# [AIM OF THE EXERCISE]
Copy the stretch of the Yjs and Automerge text from "import * as" through "doc2 = Automerge.merge(Automerge.init(), doc)", swapping "todos" for "tasks".

# [TEXT PASSAGE]
________________________________________

4.2 Various Data Types

// Text
const ytext = doc.getText('text')
ytext.insert(0, 'Hello')

// Array
const yarray = doc.getArray('list')
yarray.push(['item1', 'item2'])

// Map (object)
const ymap = doc.getMap('config')
ymap.set('theme', 'dark')

// XML/JSON
const yxml = doc.getXmlFragment('content')

4.3 Change Detection

ytext.observe((event) => {
  console.log('Changes:', event.changes.delta)
  // [{ retain: 7 }, { insert: 'World!' }]
})

4.4 Persistence — IndexedDB

import { IndexeddbPersistence } from 'y-indexeddb'

const persistence = new IndexeddbPersistence('my-doc', doc)
persistence.on('synced', () => {
  console.log('Loaded from IndexedDB')
})

State is preserved across browser reloads — truly local-first.

4.5 Multiple Providers

Yjs is transport-agnostic and supports multiple sync mechanisms:

y-websocket — centralized server sync
y-webrtc — P2P sync
y-indexeddb — local persistence
y-leveldb — Node.js server
Custom providers are easy to write

5. Automerge — JSON Data Model

5.1 JSON-Friendly Interface

import * as Automerge from '@automerge/automerge'

let doc = Automerge.init()
doc = Automerge.change(doc, 'Initial', d => {
  d.todos = []
  d.todos.push({ text: 'Buy milk', done: false })
})

// Another device
let doc2 = Automerge.merge(Automerge.init(), doc)
doc2 = Automerge.change(doc2, 'Add task', d => {
  d.todos.push({ text: 'Walk dog', done: false })
})

// Merge
const merged = Automerge.merge(doc, doc2)
console.log(merged.todos)  // [Buy milk, Walk dog]

5.2 Yjs vs Automerge

	Yjs	Automerge
Language	JavaScript	TypeScript + WASM
Data model	CRDT types (Y.Text, Y.Map)	JSON-like
Text performance	Very fast	Good
Memory efficiency	Excellent	Moderate
Learning curve	Medium	Low
Use cases	Collaborative editors	General data sync
Document size	Small	Moderate
Used by	Notion, Linear, Affine	Local-first apps

Selection guide:

Text collaboration (editors, notes): Yjs
JSON data (app state, forms): Automerge
Both under consideration: prototype faster with Automerge

6. The Local-First Software Movement

6.1 Seven Ideals

The Local-First Software manifesto by Ink & Switch:

Fast — no network round trips
Multi-device — sync in the background
Network-optional — fully works offline
Collaborate with others — conflict resolution via CRDT
Long-term preservation — data survives even if the cloud disappears
Security and privacy by default — data stays on user devices
Ultimate user control — data ownership

6.2 Cloud-First vs Local-First

	Cloud-First	Local-First
Data location	Server	Device
Offline	Does not work	Fully works
Response time	Network-dependent	Instant
Collaboration	Server-mediated	P2P or server
Company shutdown	Data lost	Data retained
Examples	Google Docs	Obsidian, Logseq, Linear

6.3 Local-First Adoption Cases

Linear — project management:

Full data in local IndexedDB
Instant response (latency 0)

________________________________________

# [RECORDS SHOWN]
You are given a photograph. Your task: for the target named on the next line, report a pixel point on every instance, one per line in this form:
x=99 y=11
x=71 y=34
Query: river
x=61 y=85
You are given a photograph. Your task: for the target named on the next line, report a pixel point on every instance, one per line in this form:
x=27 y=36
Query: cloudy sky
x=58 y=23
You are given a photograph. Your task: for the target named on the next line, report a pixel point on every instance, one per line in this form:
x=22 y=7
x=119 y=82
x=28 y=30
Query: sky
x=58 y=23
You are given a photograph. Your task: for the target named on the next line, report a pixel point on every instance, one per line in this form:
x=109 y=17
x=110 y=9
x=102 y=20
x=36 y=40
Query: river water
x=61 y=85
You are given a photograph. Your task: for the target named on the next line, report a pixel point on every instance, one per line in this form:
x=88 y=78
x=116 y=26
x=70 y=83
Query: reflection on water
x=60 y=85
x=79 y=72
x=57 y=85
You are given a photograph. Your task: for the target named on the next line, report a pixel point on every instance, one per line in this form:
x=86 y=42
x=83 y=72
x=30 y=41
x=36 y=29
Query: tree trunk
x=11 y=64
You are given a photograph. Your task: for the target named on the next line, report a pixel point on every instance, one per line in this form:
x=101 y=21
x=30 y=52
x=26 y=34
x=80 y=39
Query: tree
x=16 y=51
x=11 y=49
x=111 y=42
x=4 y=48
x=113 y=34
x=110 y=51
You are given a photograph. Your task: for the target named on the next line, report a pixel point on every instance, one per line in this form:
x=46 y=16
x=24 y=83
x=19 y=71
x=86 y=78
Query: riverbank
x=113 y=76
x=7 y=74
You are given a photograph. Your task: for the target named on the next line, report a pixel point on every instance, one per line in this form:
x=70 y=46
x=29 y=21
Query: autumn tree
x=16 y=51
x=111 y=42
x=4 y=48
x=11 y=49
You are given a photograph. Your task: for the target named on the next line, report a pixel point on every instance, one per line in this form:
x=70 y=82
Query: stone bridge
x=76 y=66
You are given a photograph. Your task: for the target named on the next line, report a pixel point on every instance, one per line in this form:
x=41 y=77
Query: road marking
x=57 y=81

________________________________________

# [COMPLETED TASK]
import * as Automerge from '@automerge/automerge'

let doc = Automerge.init()
doc = Automerge.change(doc, 'Initial', d => {
  d.tasks = []
  d.tasks.push({ text: 'Buy milk', done: false })
})

// Another device
let doc2 = Automerge.merge(Automerge.init(), doc)